* Page excerpt:
* start *

The Minnesota Public Interest Research Group (also known as MPIRG) describes itself as "a grassroots, non-partisan, nonprofit, student-directed organization that empowers and trains students and engages the community to take collective action in the public interest throughout the state of Minnesota."

History 

MPIRG was incorporated on February 17, 1971. Students at the University of Minnesota collected 25,200 signatures that year to start the first MPIRG chapter in Minnesota and start the first PIRG in the nation. College students collected more than 50,000 signatures in all to start chapters at college campuses across the state. The motivating idea was for students to join together in collective action to advocate in the public interest, and to use the activity fees they collected from each school to support a staff of professionals that could train them to become powerful advocates in the public policy arena. MPIRG's unique strategy to mobilize students has led to a long list of accomplishments, including protecting the Boundary Waters Canoe Area Wilderness in northern Minnesota from environmental damage and promoting stricter ethical standards for lobbyists.

* end *

* Supplied data:
* start *

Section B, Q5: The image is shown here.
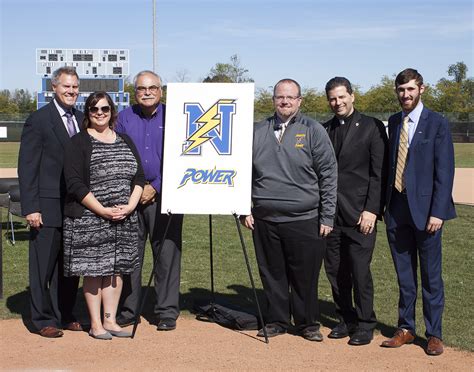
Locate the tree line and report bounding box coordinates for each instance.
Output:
[0,55,474,121]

* end *

* Task to carry out:
According to the text on MPIRG, on what date was MPIRG incorporated?

* Solution to this problem:
February 17, 1971.